(What is needed):
Show every line in the entries below that contains the word "green", copying each such line in full.

>> start Supplied records

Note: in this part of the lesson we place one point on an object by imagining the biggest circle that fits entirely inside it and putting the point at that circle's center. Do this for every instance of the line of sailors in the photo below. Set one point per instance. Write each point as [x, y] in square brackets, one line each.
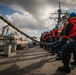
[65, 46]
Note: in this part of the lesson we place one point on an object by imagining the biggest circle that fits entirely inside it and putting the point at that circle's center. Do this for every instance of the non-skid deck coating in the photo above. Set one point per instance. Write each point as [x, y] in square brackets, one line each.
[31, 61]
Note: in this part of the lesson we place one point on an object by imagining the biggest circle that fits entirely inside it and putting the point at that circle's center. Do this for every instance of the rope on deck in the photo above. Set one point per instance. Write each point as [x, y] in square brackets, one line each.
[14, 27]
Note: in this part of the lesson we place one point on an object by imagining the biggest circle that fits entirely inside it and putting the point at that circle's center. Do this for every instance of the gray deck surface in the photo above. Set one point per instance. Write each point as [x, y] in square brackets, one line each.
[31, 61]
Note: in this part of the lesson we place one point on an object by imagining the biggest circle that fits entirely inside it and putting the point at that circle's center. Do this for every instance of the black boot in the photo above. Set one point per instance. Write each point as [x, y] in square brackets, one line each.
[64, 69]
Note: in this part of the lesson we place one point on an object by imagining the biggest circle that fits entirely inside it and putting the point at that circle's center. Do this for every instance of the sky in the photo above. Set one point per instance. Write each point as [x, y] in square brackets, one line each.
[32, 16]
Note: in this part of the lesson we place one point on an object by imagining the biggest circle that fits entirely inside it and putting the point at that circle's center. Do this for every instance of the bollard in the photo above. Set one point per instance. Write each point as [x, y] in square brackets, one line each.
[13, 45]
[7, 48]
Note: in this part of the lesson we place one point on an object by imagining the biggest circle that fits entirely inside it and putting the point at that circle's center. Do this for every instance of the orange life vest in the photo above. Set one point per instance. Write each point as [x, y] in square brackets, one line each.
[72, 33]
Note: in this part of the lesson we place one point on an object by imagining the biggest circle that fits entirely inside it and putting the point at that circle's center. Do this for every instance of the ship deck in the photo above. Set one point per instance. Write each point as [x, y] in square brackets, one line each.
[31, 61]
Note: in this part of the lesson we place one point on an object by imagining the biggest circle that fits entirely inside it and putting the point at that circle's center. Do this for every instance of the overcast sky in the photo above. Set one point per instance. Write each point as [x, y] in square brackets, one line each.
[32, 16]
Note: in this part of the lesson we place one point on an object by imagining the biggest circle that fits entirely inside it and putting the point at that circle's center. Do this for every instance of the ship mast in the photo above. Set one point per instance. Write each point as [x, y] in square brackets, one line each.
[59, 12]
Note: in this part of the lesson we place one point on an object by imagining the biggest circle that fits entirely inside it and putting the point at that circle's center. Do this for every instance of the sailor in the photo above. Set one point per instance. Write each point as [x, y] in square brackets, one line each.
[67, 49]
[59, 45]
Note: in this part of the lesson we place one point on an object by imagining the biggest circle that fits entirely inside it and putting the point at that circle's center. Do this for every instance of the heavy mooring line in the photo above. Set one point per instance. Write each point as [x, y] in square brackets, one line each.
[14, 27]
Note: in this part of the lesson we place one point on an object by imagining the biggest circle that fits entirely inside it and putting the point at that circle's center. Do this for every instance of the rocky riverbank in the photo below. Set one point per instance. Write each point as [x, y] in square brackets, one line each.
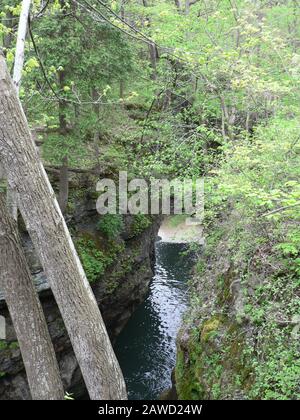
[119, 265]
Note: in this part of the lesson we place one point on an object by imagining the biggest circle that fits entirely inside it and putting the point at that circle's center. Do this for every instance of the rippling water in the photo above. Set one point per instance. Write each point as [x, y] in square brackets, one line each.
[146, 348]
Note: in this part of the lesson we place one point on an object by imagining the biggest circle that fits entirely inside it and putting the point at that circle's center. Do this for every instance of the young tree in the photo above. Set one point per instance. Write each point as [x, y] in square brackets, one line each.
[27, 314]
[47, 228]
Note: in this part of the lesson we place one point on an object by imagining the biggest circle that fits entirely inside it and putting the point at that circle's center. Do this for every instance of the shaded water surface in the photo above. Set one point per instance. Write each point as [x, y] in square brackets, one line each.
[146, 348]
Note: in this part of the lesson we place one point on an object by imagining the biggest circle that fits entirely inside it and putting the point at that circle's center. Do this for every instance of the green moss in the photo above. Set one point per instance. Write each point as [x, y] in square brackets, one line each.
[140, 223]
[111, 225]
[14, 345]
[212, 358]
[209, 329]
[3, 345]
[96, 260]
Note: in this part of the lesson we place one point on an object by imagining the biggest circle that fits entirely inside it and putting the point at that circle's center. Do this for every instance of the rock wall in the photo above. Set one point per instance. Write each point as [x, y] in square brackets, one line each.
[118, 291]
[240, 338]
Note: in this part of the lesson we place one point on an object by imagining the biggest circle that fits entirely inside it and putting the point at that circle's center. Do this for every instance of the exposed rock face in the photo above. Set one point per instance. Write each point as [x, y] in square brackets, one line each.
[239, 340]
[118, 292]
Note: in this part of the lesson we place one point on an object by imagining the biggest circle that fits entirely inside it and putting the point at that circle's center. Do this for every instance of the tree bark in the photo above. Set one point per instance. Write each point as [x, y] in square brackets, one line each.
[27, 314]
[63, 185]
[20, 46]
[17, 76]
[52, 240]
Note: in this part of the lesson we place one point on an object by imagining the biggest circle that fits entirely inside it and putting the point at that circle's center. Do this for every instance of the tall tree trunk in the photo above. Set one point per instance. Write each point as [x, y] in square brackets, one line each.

>> end Supplied records
>> start Supplied records

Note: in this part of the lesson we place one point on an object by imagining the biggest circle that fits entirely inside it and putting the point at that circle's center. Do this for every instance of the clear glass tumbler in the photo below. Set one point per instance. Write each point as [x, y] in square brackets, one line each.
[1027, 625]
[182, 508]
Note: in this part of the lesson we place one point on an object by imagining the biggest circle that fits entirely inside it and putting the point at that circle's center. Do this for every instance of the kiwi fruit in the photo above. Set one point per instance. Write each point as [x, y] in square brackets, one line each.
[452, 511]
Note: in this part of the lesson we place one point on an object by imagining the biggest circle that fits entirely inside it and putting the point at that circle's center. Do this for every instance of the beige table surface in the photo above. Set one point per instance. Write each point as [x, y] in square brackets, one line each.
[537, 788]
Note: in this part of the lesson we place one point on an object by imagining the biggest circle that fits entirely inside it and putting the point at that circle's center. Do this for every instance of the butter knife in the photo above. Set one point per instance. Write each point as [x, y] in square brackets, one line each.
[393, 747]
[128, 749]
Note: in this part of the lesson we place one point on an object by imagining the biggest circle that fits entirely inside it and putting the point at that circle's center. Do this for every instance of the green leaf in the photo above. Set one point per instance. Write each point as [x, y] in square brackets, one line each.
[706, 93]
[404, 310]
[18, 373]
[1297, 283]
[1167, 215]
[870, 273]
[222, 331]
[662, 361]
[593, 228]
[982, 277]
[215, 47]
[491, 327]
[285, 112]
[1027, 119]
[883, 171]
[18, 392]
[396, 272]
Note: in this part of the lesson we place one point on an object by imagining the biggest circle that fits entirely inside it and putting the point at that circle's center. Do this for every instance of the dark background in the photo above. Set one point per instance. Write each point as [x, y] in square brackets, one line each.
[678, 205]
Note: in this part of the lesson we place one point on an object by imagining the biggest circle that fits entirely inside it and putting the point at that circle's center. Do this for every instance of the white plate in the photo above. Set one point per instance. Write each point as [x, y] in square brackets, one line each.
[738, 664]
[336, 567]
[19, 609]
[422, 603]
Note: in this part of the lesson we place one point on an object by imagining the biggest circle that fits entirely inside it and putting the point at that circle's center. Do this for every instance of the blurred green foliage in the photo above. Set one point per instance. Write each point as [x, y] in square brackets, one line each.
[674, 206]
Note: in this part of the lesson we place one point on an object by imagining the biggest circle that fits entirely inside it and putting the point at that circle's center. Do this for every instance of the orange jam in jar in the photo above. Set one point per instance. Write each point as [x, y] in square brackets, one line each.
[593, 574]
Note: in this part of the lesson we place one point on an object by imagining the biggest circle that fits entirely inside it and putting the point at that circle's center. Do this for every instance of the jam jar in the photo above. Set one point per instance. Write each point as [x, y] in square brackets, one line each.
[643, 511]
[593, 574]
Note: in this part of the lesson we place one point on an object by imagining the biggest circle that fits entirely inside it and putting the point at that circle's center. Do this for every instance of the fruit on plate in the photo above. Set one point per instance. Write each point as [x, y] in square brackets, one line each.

>> end Supplied records

(The reply):
Note: in this part of the lesson we place one point on an object by imagining the biggest circle that fits entirely inside it and putting the point at that circle's center. Do this for every instance of the green moss in the photo above. Set one point per instance. Write each point as [x, y] in square brackets, one line each.
Note: in this part of the lesson we place one point on an object by imagining the biggest circle that fits entirely inside it and putting the point at that circle's center. Do this for every instance of the green leaf in the photo above. Set one point per instance. Write each point as [x, y] in square brackets, one line each.
Note: in this part of the lesson we place one point on an object by imagining the biggest circle that fits entirely inside it and putting the point at that circle's center. Do this for every instance of the blurred green foliage in the photo above. Set one point per instance. Write each point as [x, y] in square brackets, one line each.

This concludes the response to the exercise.